## Job
Please identify every row below that contains the word "seat" and copy each of those rows in full.

## Stored data
::::::::::

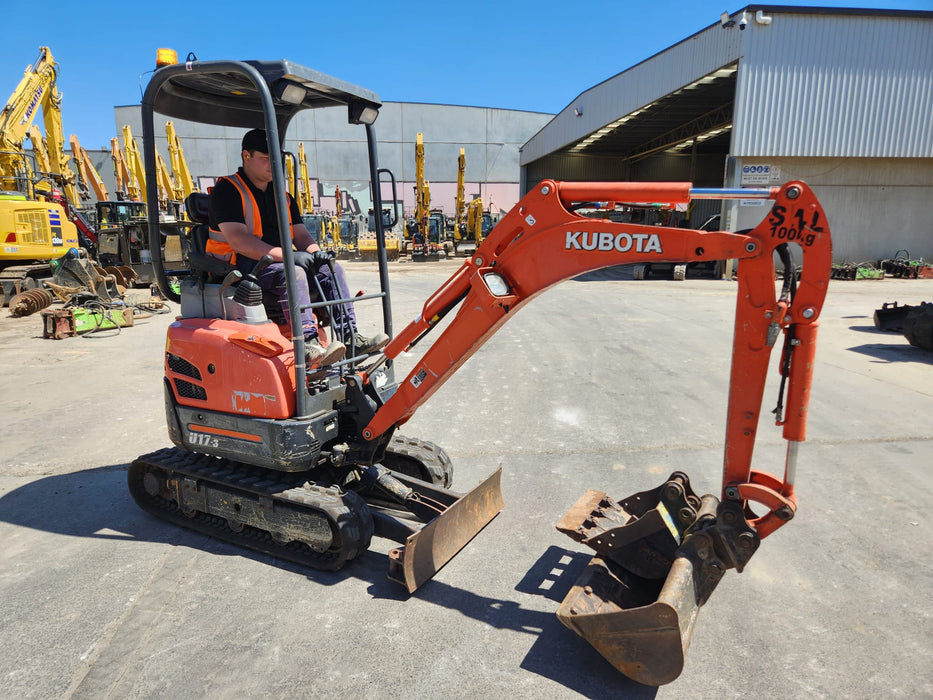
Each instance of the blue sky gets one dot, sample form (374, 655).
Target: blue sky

::::::::::

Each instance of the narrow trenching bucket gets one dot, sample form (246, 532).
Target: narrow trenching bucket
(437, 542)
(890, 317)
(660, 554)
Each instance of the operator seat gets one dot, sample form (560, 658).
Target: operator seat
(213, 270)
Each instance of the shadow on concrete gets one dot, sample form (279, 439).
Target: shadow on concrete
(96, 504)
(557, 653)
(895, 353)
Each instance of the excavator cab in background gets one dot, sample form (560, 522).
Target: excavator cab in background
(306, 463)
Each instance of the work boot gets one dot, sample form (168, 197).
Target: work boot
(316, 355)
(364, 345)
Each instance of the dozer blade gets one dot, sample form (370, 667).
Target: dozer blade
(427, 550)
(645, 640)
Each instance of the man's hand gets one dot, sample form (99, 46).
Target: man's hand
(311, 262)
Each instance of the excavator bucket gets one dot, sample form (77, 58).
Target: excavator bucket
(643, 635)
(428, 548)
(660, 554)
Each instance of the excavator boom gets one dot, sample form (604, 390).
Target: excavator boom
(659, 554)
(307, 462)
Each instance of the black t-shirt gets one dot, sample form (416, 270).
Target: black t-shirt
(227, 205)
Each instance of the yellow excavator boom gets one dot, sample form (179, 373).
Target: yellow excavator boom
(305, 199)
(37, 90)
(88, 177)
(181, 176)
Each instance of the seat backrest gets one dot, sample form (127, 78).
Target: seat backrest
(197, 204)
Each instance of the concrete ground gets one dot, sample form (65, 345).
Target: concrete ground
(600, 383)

::::::::::

## Solution to this problem
Each instance of the operator seat gets one dot, sample form (560, 658).
Target: operator seat
Each instance of the seat backrest gets one dot, sample form (127, 78).
Target: seat backrest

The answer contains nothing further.